### Texte du document
::::::::
Le señor don Cosme, — c’est le nom du voyageur, descend et supplie le bandit d’épargner sa fille.

« Ne craignez rien : personne ici ne manquera à la politesse. Valiente mosa (la belle créature) ! Dieu vous garde, señorita !

Capitan ! dit un des bandits, voilà vraiment un morceau choisi.

— Est-ce qu’on ne va pas mettre ce bijou en loterie ? s’écrie un autre ? »

José Maria impose silence à ses gens, et leur ordonne de commencer la visite de la voiture, sans faire le moindre mal à personne. Un des bandits trouve une bourse pleine, et demande au voyageur combien elle contient.

« Quatre mille duros (vingt mille francs), répond le malheureux ; la dot de ma fille, toute ma fortune.

— Ne vous désolez pas, bon vieillard, reprend José Maria, et vous, señorita, ne pleurez plus, car Dieu est grand… Vous étiez donc bien heureuse de vous marier… Et votre père ne vous contraignait pas ?

— Oh ! non, señor !

— Alors… Dieu vous bénisse : vous êtes libres ; si le Roi me reçoit un jour à indulto, j’irai vous faire une visite. Votre main, et adieu ! Allons, mayoral, à ton siége ! »

Et pendant que les mules s’éloignent à fond de train.

« Allons, vous autres, dit José Maria à ses compagnons, je vais vous partager quatre mille duros que j’ai en réserve dans la ermita ; ne faites donc pas la grimace… et au galop, mauvaise troupe ! »

Plusieurs fois nous avions passé la Sierra Morena accompagnés de l’indispensable escorte de soldats ; cette précaution peu rassurante est devenue inutile depuis l’excellente institution des guardias civiles, que l’on rencontre si souvent par parejas (couples) sur toutes les grandes routes d’Espagne. Aussi, lorsqu’en montant la côte à pied nous demandâmes en plaisantant au mayoral si nous ne serions pas attaqués, se mit-il à chanter pour toute réponse ce couplet populaire :

No le temo á ladrones,
Si civiles me acompanan ;
Viva la Guardia civil,
Porque es la gloria de España.
::::::::
### Informations fournies
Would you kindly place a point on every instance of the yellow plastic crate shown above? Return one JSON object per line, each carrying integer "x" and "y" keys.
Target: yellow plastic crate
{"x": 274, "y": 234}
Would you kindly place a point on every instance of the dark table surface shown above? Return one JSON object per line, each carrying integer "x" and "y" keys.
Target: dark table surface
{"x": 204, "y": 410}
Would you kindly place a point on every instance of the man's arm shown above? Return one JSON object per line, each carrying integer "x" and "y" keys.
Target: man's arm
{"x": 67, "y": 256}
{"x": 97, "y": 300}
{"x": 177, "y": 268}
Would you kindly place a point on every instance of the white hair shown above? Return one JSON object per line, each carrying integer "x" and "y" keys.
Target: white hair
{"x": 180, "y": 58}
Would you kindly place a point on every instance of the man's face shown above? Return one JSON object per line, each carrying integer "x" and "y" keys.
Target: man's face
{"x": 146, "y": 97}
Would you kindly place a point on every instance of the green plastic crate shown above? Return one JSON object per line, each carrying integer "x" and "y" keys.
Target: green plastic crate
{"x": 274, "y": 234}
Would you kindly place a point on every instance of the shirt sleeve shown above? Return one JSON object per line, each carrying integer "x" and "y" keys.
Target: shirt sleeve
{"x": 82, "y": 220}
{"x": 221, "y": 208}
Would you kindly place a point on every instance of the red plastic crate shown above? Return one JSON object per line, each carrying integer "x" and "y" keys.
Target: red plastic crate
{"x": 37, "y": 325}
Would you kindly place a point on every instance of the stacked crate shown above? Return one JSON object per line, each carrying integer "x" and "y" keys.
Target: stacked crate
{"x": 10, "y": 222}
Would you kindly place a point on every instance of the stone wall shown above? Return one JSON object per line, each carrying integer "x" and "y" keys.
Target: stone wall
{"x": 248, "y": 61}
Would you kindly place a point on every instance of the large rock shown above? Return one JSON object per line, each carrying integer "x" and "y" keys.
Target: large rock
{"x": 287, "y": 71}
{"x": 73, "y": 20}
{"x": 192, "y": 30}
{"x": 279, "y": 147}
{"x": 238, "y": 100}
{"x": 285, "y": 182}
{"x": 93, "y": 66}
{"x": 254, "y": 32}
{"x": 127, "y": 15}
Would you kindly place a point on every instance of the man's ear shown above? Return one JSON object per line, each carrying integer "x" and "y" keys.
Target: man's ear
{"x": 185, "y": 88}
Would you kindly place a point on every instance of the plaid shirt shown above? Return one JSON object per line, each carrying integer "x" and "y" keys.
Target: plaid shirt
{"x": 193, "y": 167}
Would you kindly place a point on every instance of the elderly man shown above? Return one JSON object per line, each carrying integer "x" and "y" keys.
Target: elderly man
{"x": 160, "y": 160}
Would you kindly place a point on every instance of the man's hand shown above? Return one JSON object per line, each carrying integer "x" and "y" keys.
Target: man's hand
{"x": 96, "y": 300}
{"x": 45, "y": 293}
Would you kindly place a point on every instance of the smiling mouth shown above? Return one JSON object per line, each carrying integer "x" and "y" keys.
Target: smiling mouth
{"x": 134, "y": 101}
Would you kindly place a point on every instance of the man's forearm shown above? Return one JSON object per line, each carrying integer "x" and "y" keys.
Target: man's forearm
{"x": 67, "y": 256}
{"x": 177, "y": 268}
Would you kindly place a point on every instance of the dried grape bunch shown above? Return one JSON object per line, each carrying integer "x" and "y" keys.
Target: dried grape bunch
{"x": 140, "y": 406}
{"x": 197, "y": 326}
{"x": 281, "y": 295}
::::::::
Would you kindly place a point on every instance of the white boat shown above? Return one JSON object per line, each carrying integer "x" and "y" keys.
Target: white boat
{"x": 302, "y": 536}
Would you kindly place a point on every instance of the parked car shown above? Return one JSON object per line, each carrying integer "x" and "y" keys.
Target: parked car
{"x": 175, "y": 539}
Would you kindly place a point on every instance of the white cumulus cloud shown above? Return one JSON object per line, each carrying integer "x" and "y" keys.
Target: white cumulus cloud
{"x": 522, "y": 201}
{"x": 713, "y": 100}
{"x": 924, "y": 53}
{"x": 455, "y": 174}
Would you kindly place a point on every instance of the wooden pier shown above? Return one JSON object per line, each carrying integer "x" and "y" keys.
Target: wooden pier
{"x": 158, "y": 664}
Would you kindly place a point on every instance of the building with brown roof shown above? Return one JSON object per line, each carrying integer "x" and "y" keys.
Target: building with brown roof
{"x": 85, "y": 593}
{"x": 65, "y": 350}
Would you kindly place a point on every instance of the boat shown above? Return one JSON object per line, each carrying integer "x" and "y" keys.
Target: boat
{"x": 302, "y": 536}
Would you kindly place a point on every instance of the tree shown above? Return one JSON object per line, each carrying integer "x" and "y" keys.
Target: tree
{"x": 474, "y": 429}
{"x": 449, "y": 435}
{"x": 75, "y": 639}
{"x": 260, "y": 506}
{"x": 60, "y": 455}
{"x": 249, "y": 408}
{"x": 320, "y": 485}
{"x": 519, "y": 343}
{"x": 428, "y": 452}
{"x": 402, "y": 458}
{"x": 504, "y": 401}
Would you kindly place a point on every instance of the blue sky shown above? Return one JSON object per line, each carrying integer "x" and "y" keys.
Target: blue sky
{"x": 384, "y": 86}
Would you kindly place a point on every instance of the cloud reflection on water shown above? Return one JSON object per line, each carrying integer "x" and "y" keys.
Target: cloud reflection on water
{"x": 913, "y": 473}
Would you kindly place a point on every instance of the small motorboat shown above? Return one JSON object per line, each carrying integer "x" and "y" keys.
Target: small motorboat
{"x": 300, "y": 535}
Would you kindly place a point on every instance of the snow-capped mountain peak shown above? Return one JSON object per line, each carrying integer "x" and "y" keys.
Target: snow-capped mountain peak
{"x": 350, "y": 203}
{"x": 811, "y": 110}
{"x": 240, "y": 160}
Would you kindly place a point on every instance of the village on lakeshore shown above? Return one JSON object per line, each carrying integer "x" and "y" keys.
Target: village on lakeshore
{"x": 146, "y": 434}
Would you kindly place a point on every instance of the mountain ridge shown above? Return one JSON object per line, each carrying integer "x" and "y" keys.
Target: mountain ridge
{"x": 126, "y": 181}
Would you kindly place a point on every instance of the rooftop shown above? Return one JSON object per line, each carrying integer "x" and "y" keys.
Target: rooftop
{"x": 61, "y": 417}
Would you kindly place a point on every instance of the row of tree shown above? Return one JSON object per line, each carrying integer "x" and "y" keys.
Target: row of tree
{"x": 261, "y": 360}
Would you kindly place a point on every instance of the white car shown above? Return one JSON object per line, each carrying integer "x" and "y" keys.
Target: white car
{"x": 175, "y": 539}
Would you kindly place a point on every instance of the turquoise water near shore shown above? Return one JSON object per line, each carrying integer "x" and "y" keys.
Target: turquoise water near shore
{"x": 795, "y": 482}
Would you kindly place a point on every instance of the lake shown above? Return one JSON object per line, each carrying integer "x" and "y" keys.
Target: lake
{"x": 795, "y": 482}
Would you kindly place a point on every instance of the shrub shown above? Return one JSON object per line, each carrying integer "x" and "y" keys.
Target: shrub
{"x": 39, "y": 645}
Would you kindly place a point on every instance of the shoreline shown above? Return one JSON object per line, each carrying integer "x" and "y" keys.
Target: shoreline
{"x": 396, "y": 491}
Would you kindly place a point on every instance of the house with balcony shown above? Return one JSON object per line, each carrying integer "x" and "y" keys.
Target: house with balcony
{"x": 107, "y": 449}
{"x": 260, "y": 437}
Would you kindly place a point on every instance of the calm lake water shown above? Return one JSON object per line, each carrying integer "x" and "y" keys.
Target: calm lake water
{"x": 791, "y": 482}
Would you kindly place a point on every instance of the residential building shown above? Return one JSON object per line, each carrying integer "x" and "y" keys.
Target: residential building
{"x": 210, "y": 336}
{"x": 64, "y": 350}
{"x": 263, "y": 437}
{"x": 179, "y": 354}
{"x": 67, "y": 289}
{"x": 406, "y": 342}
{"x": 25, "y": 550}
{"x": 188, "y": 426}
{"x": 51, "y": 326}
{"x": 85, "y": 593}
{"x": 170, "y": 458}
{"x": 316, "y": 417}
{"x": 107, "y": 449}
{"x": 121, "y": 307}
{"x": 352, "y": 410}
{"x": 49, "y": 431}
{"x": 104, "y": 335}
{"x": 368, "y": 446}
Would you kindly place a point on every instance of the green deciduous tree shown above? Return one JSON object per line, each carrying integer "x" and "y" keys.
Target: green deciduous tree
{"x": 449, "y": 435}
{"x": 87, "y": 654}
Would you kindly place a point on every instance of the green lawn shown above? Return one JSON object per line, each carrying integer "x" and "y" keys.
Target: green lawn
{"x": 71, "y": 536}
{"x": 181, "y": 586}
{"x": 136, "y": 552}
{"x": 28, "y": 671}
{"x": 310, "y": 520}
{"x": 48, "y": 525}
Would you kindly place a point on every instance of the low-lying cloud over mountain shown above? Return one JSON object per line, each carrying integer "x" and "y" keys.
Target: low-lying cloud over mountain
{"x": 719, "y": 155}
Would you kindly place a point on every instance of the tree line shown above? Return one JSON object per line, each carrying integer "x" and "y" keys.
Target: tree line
::::::::
### Consigne écrite
Reprenez le récit de la traversée de la Sierra Morena juste après le couplet chanté par le mayoral, et poursuivez-le.

### Réponse écrite
« Je n’ai pas peur des brigands, — Quand les civiles m’accompagnent ; — Vive la Guardia civil, — Car elle est la gloire de l’Espagne. »

Nous aperçûmes, il est vrai, quelques-unes de ces petites croix de bois qu’on élève ordinairement à la place où un homme a perdu la vie, soit à la suite d’un meurtre, soit par accident ; mais il faut dire que ces croix deviennent de jour en jour plus rares. Un voyageur du siècle dernier, le marquis de Langle, avait été frappé de la fréquence de ces croix dans les montagnes que nous traversions, et il était d’avis qu’à la place où un crime avait été commis, il eût mieux valu dresser un échafaud : « Il est moins intéressant, ajoute-t-il, pour les voyageurs et autres intéressés, de perpétuer le souvenir d’un meurtre que de rappeler l’idée de punition. »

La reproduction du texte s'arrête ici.